[Work to complete]: Translate this sentence from the text below about John W. Douglas into Spanish: "He worked closely with march leaders and had a White House mandate to keep the demonstration peaceable."

[Excerpt Boundary: Start]

John Woolman Douglas
John W. Douglas, (15th August 1921 - 2nd June 2010), a lawyer who
helped organize the 1963 March on Washington and was involved in the
release of prisoners after the Bay of Pigs invasion.
Appointed by President John F. Kennedy in 1963, Mr. Douglas was
assistant attorney general for the Justice Department's civil
division, which represents federal employees, including members of
Congress and the Cabinet, in legal disputes.
He became the
Kennedy administration's point man for the August 1963 March on
Washington. He worked closely with march leaders and had a White
House mandate to keep the demonstration peaceable.
"Douglas's
team assisted the march planners in thinking through the day's
details, down to the adequacy of toilet facilities on the Mall,"

[Excerpt Boundary: End]
[Dataset Boundary: Start]

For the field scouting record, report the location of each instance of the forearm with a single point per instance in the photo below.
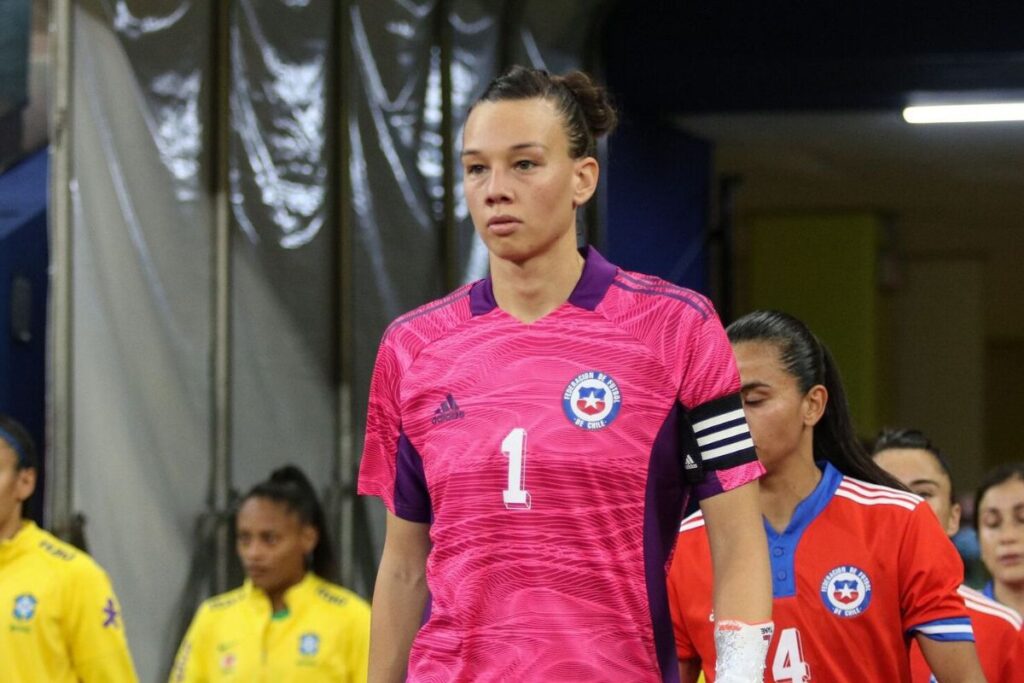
(689, 671)
(951, 662)
(399, 600)
(739, 556)
(397, 614)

[Dataset Boundary: End]

[Result of this exercise]: Trabajó en estrecha colaboración con los líderes de la marcha y tenía el mandato de la Casa Blanca de mantener pacífica la manifestación.